The Qinghai-Tibetan Plateau is a hot spot in the study of speciation. Section Trigonopedia of Cypripedium, pollinated by different flies, is endemic to the Qinghai-Tibetan Plateau. Section Trigonopedia is a monophyly clade of genus Cypripedium30. Following the infrageneric classification of Cribb31, section Trigonopedia includes section Sinopedilum of the infrageneric classification of Perner32. The section consists of 11 species endemic to the southwest of China, including Yunnan, Sichuan, and Gansu Provinces, except for Cypripedium lichiangense, which has expanded to the north of Myanmar. Section Trigonopedia is ebracteate and has two leaves. Most species of genus Cypripedium are primarily pollinated by bees, whereas the species of this section are pollinated by flies. The floral presentation, colour, and scent also give clues to the fly pollination of this section31. Pollination studies have shown the pollinator differentiation of this section33,34,35,36. For example, C. micranthum and C. sichuanense are co-flowering sympatric species endemic to Sichuan, with the former pollinated by fruit flies and the latter pollinated by dung flies36. C. fargesii is pollinated by flat-footed flies and has a flavour of rotten leaves35. In addition, it is interesting that the predominant compound emitted by C. bardolphianum is ethyl acetate (70.4%) with a fruity wine flavour, whereas the compounds emitted by C. micranthum are dominated by pentyl ester-acetic acid (44.8%), 2-(2-methoxyethoxy)-ethanol (27.1%), and hydroxyacetic acid (15.3%)37.

Data excerpts:
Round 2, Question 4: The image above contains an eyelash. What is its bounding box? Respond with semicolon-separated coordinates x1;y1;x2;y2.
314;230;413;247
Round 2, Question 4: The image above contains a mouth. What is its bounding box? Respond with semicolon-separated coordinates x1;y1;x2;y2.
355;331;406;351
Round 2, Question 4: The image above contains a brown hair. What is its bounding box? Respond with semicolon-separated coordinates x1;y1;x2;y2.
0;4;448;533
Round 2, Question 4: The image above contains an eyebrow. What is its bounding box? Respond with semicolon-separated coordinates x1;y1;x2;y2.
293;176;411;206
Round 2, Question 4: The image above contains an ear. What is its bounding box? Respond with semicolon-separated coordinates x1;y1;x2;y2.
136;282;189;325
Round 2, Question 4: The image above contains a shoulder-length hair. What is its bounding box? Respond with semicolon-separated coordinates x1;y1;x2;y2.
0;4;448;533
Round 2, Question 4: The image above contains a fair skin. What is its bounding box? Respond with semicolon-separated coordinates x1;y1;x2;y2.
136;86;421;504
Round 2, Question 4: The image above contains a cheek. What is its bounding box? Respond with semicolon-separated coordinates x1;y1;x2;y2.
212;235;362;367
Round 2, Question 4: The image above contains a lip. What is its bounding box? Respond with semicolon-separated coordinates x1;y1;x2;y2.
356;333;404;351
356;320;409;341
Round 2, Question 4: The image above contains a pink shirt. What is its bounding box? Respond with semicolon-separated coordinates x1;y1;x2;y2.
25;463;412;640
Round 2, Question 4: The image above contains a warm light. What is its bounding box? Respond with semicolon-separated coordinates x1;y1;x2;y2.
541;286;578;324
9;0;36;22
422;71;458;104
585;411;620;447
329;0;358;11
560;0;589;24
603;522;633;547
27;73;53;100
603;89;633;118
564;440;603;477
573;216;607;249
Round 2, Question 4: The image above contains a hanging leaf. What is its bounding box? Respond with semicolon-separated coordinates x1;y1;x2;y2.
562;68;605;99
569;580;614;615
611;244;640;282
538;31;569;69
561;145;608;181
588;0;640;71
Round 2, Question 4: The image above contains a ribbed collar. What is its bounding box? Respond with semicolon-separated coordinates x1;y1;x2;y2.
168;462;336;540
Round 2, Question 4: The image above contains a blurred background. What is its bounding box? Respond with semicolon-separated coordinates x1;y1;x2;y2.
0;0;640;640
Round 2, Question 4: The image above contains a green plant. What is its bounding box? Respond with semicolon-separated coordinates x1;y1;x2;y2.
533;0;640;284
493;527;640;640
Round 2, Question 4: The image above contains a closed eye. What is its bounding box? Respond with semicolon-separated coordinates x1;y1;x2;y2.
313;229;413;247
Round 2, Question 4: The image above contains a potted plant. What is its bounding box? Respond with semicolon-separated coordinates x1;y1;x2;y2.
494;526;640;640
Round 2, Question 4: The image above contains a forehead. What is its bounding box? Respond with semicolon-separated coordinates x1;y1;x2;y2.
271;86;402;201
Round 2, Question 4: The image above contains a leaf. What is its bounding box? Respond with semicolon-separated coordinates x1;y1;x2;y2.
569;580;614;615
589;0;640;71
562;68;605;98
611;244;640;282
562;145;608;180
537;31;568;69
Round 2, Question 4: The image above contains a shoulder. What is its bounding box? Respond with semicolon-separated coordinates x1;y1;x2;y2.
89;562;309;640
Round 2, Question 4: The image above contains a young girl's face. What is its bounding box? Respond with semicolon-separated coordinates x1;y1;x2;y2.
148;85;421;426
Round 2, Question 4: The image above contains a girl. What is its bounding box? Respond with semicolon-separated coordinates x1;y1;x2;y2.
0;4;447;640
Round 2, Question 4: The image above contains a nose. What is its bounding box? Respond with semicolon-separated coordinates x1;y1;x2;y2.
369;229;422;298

The task ▸ Translate this sentence from the passage on section Trigonopedia into Spanish: "Section Trigonopedia is ebracteate and has two leaves." Use only the passage on section Trigonopedia.

Reply ▸ La sección Trigonopedia es ebracteada y tiene dos hojas.